Activity ▸ From the entries that follow, list every line in which the string "knit" appears.

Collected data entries
※

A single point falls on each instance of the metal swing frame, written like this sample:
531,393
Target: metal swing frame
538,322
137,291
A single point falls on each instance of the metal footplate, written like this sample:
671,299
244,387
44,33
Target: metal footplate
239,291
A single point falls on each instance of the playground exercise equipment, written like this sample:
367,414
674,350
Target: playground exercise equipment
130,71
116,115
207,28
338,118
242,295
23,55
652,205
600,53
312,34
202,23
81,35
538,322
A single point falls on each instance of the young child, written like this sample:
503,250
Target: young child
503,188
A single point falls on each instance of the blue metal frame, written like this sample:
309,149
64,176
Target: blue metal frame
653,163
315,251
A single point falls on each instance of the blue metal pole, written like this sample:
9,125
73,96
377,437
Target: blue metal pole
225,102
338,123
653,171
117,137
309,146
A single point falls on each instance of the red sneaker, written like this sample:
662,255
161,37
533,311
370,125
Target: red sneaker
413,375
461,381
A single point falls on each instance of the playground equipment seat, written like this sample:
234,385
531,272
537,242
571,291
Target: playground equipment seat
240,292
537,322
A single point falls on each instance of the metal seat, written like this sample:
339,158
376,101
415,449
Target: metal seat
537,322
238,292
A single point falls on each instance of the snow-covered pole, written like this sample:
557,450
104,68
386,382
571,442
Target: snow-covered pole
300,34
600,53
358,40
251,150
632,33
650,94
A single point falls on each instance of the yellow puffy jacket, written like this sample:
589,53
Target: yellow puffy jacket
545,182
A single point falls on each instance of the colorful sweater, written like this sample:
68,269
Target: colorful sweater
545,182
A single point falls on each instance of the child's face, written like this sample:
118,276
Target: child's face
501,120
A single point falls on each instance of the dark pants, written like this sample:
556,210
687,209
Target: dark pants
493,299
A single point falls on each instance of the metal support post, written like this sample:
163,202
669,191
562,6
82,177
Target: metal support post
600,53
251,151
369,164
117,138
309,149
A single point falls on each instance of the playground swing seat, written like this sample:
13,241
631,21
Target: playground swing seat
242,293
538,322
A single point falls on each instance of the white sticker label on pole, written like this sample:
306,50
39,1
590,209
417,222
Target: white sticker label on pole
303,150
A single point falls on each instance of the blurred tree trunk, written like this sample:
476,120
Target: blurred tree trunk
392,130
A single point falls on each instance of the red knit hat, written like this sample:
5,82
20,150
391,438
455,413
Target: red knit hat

※

Result of the task ▸
A single point falls on each instance of the red knit hat, written like this sample:
Target: red knit hat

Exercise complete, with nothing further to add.